## TO BE DONE:
Copy out every line from the one containing "Where can you see the belt?" through the last line, inclusive, and shift each answer coordinate by adding 68 to it. Leave all other text unchanged.

-- begin --

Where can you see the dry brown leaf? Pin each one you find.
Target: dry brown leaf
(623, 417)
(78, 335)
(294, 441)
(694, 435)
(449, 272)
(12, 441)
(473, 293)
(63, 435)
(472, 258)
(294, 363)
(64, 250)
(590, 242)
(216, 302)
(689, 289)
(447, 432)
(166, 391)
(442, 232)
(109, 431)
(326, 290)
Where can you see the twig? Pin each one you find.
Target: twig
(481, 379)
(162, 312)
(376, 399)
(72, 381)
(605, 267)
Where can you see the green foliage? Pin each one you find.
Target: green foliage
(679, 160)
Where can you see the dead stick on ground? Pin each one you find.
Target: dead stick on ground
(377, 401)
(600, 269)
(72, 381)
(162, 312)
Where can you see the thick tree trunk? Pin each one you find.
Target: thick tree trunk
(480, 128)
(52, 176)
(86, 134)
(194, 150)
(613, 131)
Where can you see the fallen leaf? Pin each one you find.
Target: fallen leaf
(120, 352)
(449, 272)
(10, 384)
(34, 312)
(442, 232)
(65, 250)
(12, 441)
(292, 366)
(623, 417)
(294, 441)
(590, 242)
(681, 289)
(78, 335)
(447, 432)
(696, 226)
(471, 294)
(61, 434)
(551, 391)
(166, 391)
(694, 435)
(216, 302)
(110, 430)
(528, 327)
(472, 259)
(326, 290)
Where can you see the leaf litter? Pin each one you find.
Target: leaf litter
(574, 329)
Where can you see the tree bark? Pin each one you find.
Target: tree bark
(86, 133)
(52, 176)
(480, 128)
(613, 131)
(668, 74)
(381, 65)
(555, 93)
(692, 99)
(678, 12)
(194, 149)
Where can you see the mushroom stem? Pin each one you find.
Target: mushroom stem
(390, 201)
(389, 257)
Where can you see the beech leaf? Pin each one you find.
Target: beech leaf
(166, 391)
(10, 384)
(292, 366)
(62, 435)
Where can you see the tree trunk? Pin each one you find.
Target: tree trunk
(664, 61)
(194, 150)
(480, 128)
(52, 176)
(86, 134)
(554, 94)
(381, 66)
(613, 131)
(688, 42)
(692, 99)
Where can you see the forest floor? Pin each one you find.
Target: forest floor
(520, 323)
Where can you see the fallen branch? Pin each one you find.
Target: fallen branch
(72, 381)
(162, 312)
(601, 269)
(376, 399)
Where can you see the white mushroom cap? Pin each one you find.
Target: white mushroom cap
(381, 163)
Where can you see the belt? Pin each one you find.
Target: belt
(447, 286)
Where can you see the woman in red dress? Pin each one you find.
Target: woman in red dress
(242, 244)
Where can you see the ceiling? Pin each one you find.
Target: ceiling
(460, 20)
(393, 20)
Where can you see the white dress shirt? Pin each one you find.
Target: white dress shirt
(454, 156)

-- end --

## RESULT FOR THIS TASK:
Where can you see the belt? Pin each one you find.
Target: belt
(515, 354)
Where can you see the woman in red dress? Pin each one you find.
Target: woman in red dress
(310, 312)
Where can you see the ceiling? Pin each one you find.
Target: ceiling
(528, 88)
(461, 88)
Where can you see the white dress shirt? Pin each one you find.
Target: white dress shirt
(522, 224)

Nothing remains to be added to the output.